# [EXTRACTED INFORMATION]
━━━

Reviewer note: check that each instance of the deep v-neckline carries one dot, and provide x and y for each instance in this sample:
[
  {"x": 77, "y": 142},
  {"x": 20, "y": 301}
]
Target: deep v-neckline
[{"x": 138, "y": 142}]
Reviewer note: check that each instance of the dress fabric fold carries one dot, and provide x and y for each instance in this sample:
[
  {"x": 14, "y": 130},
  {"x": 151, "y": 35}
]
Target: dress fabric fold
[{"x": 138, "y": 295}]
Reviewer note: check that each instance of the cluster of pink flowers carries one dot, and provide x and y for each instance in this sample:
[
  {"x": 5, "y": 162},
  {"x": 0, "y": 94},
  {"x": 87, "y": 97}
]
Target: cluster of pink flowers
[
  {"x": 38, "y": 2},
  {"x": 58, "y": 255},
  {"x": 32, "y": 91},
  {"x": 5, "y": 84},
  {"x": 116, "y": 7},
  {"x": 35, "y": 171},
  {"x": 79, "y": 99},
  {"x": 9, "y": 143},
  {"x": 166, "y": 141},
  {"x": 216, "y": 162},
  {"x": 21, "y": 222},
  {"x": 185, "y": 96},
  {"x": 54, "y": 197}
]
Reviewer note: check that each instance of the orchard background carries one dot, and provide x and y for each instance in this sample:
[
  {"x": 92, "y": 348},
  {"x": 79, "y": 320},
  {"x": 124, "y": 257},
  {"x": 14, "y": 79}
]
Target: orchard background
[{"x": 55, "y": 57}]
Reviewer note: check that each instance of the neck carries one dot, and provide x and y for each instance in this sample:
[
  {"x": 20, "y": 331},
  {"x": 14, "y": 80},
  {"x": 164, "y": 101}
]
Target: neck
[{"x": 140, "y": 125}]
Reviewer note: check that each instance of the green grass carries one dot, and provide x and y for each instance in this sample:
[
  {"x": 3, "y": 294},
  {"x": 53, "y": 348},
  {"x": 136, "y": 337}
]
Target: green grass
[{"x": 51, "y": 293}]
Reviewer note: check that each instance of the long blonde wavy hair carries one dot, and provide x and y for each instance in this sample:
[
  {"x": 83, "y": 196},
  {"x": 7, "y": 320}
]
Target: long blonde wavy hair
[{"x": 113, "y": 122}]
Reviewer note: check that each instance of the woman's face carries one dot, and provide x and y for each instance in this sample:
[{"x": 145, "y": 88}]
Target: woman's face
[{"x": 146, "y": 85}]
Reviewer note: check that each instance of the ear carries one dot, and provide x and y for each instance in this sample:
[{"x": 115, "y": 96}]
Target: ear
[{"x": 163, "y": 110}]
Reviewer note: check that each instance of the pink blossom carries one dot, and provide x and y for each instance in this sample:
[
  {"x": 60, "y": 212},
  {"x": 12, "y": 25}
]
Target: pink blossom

━━━

Exact copies of every record above are required.

Reviewer note: check that each instance of the deep v-neckline carries one dot, and provide x and y for each instance in this sample:
[
  {"x": 77, "y": 142},
  {"x": 20, "y": 301}
]
Target: deep v-neckline
[{"x": 138, "y": 142}]
Reviewer note: check that each instance of the dress fabric fold carries one dot, and provide x and y for each instance in this sample:
[
  {"x": 14, "y": 130},
  {"x": 151, "y": 35}
]
Target: dress fabric fold
[{"x": 138, "y": 295}]
Reviewer note: check that each instance of the cluster of pink flowers carries one dot, and provide x and y for each instance in this sample:
[
  {"x": 5, "y": 162},
  {"x": 0, "y": 94},
  {"x": 87, "y": 97}
]
Target: cluster of pink flowers
[
  {"x": 38, "y": 2},
  {"x": 58, "y": 255},
  {"x": 32, "y": 91},
  {"x": 5, "y": 84},
  {"x": 116, "y": 7},
  {"x": 35, "y": 171},
  {"x": 79, "y": 99},
  {"x": 9, "y": 143},
  {"x": 166, "y": 141},
  {"x": 216, "y": 162},
  {"x": 21, "y": 222},
  {"x": 185, "y": 96},
  {"x": 54, "y": 197}
]
Reviewer note: check that each instance of the orchard background carries one dot, and provide x and y for each instance in this sample:
[
  {"x": 92, "y": 348},
  {"x": 79, "y": 320},
  {"x": 124, "y": 257},
  {"x": 14, "y": 79}
]
Target: orchard background
[{"x": 55, "y": 57}]
Reviewer note: check that each instance of the neck carries one dot, and provide x and y for each instance in this sample:
[
  {"x": 20, "y": 331},
  {"x": 14, "y": 80},
  {"x": 164, "y": 101}
]
Target: neck
[{"x": 140, "y": 125}]
Reviewer note: check that each instance of the green grass carries one dot, and provide x and y for each instance in this sample:
[
  {"x": 3, "y": 294},
  {"x": 53, "y": 348},
  {"x": 136, "y": 337}
]
Target: green grass
[{"x": 51, "y": 293}]
Reviewer note: check that each instance of the long blonde wavy hair carries one dot, and provide x and y for each instance in this sample:
[
  {"x": 83, "y": 196},
  {"x": 7, "y": 320}
]
Target: long blonde wavy hair
[{"x": 113, "y": 122}]
Reviewer note: check that each instance of the woman's face carries one dot, and provide x and y for each instance in this sample:
[{"x": 145, "y": 88}]
Target: woman's face
[{"x": 146, "y": 85}]
Reviewer note: check that each instance of the ear carries one dot, and provide x and y for each instance in this sample:
[{"x": 115, "y": 96}]
Target: ear
[{"x": 163, "y": 110}]
Reviewer note: check that each instance of the pink blossom carries one dot, and provide x and y for each instance in this sample:
[
  {"x": 60, "y": 212},
  {"x": 12, "y": 25}
]
Target: pink blossom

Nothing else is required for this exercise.